Task brief:
From the entries below, count the lines holding the word "handle" and give nothing but the number.

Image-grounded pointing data
______

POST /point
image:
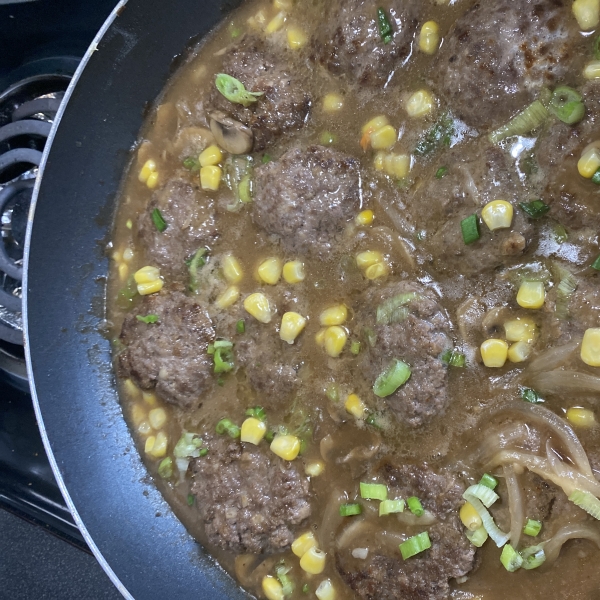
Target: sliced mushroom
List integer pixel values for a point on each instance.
(231, 135)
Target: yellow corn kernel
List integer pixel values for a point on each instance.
(587, 13)
(384, 138)
(368, 258)
(228, 298)
(429, 38)
(313, 561)
(494, 352)
(276, 23)
(286, 446)
(419, 104)
(365, 217)
(211, 156)
(581, 417)
(253, 431)
(272, 589)
(469, 517)
(314, 469)
(269, 270)
(293, 271)
(589, 163)
(232, 270)
(292, 325)
(590, 347)
(497, 214)
(302, 544)
(333, 102)
(519, 352)
(376, 271)
(355, 406)
(296, 37)
(258, 306)
(531, 294)
(325, 591)
(334, 340)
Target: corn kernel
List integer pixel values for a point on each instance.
(302, 544)
(590, 347)
(228, 298)
(355, 406)
(253, 431)
(211, 156)
(292, 325)
(314, 469)
(419, 104)
(232, 270)
(258, 306)
(293, 271)
(296, 37)
(497, 214)
(313, 561)
(581, 417)
(333, 102)
(429, 38)
(384, 138)
(531, 294)
(469, 517)
(494, 352)
(269, 271)
(589, 163)
(365, 217)
(272, 589)
(587, 13)
(286, 446)
(334, 340)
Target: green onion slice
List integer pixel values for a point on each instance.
(415, 545)
(397, 374)
(233, 89)
(373, 491)
(158, 220)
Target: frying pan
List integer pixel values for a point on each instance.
(132, 531)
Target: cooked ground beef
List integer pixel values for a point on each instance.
(169, 355)
(306, 198)
(285, 104)
(249, 499)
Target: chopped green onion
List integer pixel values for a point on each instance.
(567, 105)
(524, 122)
(489, 481)
(348, 510)
(158, 220)
(470, 229)
(385, 27)
(396, 374)
(415, 506)
(387, 507)
(233, 89)
(511, 559)
(147, 318)
(532, 527)
(534, 209)
(373, 491)
(415, 545)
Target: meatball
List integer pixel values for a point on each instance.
(249, 499)
(349, 42)
(171, 354)
(190, 218)
(499, 55)
(417, 335)
(284, 105)
(307, 198)
(386, 576)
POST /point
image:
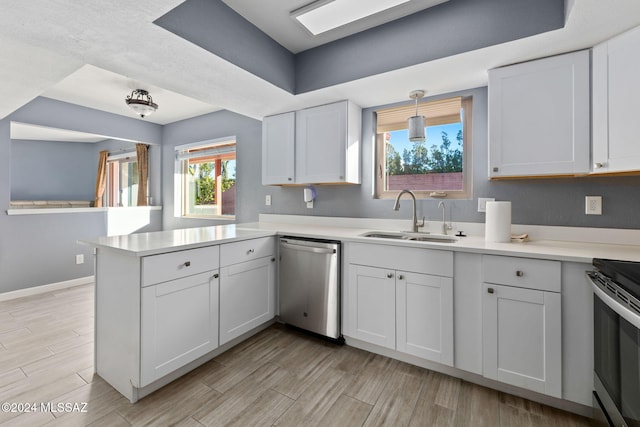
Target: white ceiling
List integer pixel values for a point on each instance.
(273, 18)
(45, 43)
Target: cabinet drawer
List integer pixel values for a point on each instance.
(522, 272)
(417, 260)
(173, 265)
(246, 250)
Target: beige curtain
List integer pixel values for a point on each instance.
(101, 178)
(142, 152)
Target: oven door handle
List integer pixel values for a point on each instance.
(614, 305)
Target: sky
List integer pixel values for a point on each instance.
(400, 139)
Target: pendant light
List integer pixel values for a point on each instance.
(416, 123)
(141, 102)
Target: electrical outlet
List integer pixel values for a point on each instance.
(482, 203)
(593, 205)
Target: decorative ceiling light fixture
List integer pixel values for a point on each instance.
(141, 102)
(416, 123)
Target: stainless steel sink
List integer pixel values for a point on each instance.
(418, 237)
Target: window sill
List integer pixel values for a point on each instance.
(43, 211)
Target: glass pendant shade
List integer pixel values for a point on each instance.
(141, 102)
(416, 129)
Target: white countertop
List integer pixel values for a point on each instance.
(156, 242)
(143, 244)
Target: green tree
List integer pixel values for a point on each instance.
(394, 163)
(205, 182)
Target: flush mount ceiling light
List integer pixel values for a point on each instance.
(416, 123)
(141, 102)
(325, 15)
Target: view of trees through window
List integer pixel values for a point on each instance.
(204, 175)
(435, 164)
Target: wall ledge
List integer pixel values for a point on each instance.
(40, 211)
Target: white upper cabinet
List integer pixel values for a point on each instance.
(278, 151)
(616, 102)
(539, 117)
(318, 145)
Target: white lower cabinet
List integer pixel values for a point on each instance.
(522, 339)
(247, 286)
(424, 316)
(403, 310)
(179, 323)
(247, 296)
(371, 305)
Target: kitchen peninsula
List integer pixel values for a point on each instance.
(169, 301)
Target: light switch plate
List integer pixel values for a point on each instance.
(482, 203)
(593, 205)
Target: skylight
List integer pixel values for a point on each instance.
(322, 16)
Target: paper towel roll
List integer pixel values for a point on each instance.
(498, 222)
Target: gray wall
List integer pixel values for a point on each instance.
(216, 27)
(249, 189)
(447, 29)
(70, 168)
(444, 30)
(40, 249)
(558, 202)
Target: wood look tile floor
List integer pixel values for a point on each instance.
(279, 377)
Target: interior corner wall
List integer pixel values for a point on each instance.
(249, 190)
(40, 249)
(555, 202)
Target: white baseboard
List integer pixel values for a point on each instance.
(6, 296)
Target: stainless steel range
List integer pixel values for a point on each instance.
(616, 305)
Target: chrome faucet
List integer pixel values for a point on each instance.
(445, 227)
(414, 220)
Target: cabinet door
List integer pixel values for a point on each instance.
(539, 117)
(179, 323)
(371, 305)
(321, 138)
(278, 149)
(424, 313)
(522, 338)
(247, 296)
(616, 101)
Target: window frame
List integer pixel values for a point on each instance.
(467, 165)
(114, 196)
(180, 169)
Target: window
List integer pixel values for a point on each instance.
(205, 184)
(122, 180)
(438, 167)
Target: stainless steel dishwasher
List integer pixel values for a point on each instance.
(309, 285)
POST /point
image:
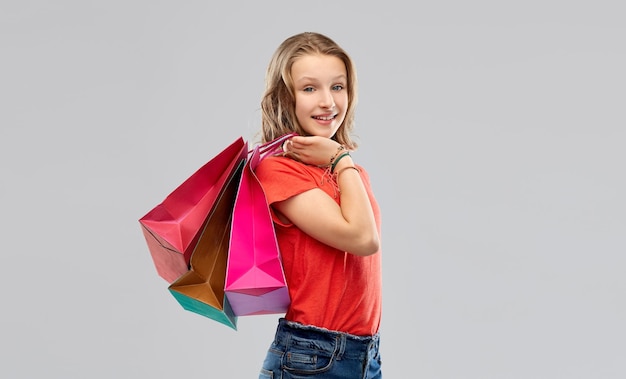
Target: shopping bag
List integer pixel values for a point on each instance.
(201, 289)
(172, 228)
(255, 281)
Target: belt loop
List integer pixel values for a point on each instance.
(341, 340)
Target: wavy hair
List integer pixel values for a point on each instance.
(278, 116)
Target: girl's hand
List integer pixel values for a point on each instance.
(313, 150)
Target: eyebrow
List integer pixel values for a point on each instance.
(312, 79)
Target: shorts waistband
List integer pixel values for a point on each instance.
(310, 337)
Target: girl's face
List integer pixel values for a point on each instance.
(321, 93)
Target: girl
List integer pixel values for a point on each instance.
(326, 217)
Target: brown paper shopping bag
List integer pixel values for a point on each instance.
(201, 289)
(172, 228)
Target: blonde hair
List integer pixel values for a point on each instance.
(278, 102)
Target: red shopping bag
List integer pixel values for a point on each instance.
(255, 281)
(172, 228)
(201, 289)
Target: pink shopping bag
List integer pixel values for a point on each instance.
(255, 281)
(172, 228)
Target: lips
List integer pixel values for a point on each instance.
(324, 118)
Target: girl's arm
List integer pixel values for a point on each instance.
(348, 227)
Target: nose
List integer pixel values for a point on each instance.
(327, 100)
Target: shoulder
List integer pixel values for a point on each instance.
(277, 164)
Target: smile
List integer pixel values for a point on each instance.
(324, 118)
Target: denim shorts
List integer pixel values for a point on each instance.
(300, 351)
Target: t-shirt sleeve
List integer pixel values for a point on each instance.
(282, 178)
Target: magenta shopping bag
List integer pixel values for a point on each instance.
(255, 281)
(173, 227)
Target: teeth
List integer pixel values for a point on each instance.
(324, 118)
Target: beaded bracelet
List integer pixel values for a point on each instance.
(346, 168)
(340, 148)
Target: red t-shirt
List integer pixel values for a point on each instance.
(329, 288)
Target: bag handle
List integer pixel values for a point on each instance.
(272, 146)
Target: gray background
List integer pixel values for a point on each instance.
(494, 135)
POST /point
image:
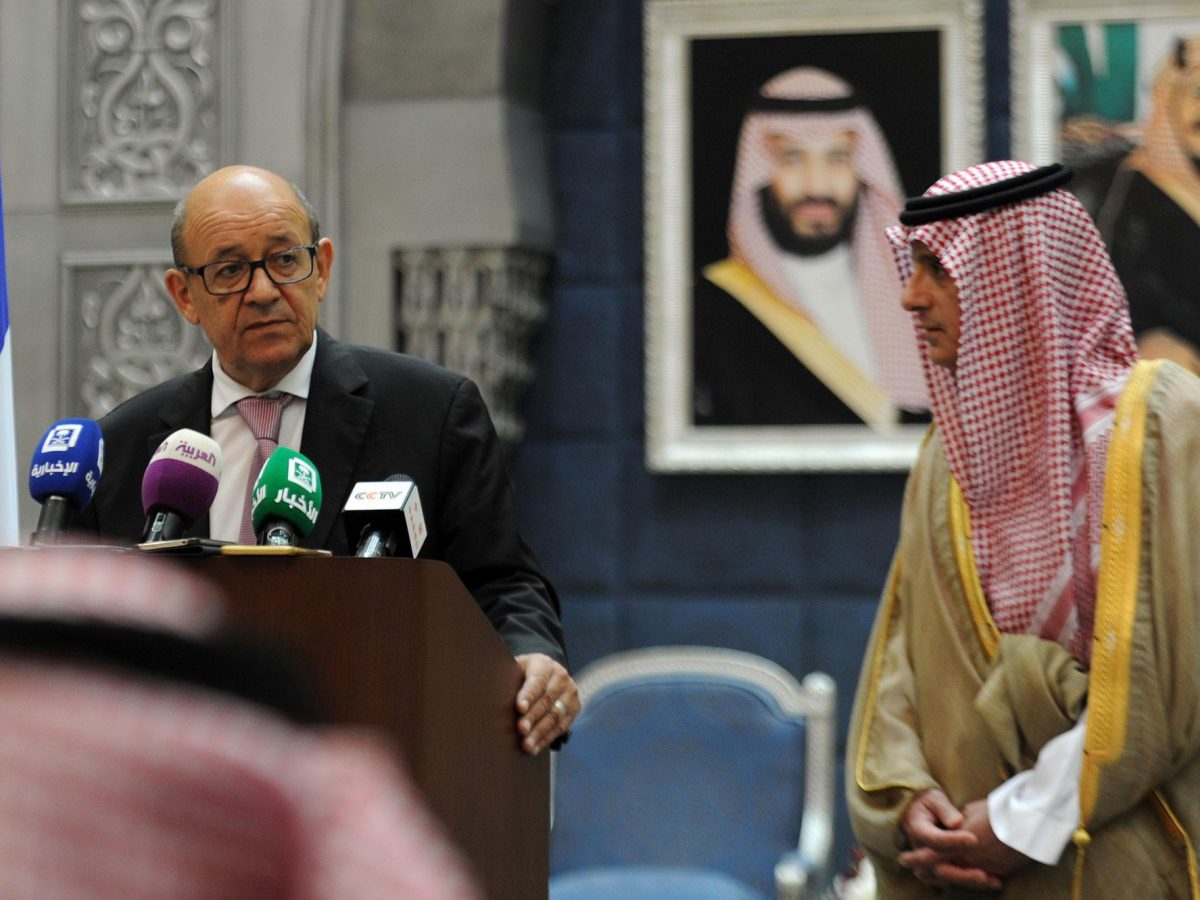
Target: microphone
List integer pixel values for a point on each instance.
(286, 499)
(179, 484)
(64, 473)
(377, 513)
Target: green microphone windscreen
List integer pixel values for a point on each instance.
(288, 487)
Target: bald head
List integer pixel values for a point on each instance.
(219, 187)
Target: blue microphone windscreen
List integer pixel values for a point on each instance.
(67, 462)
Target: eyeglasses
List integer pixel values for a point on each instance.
(232, 276)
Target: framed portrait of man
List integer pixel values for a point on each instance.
(1114, 91)
(781, 139)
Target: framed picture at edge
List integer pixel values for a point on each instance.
(1113, 90)
(917, 71)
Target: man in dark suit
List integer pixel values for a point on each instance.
(251, 269)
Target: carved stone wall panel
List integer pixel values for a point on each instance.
(120, 330)
(145, 97)
(475, 311)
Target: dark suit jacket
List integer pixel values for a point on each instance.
(370, 414)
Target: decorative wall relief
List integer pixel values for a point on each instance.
(121, 331)
(143, 97)
(475, 311)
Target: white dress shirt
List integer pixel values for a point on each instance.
(1037, 810)
(237, 441)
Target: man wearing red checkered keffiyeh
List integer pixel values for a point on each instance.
(801, 324)
(1026, 707)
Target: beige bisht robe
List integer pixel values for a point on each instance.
(946, 700)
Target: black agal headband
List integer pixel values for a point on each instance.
(759, 103)
(919, 210)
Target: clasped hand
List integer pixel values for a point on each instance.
(547, 702)
(953, 847)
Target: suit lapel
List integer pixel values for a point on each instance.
(191, 407)
(335, 426)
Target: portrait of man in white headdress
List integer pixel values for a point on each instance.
(799, 324)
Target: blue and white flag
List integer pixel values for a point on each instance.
(10, 529)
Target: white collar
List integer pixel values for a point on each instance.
(226, 391)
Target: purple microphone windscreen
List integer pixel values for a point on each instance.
(183, 475)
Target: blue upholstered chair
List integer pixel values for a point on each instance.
(695, 773)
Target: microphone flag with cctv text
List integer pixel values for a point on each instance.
(378, 514)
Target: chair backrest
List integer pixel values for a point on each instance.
(696, 756)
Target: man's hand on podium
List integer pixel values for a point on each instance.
(547, 702)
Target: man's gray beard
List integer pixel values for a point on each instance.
(780, 228)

______

Response below:
2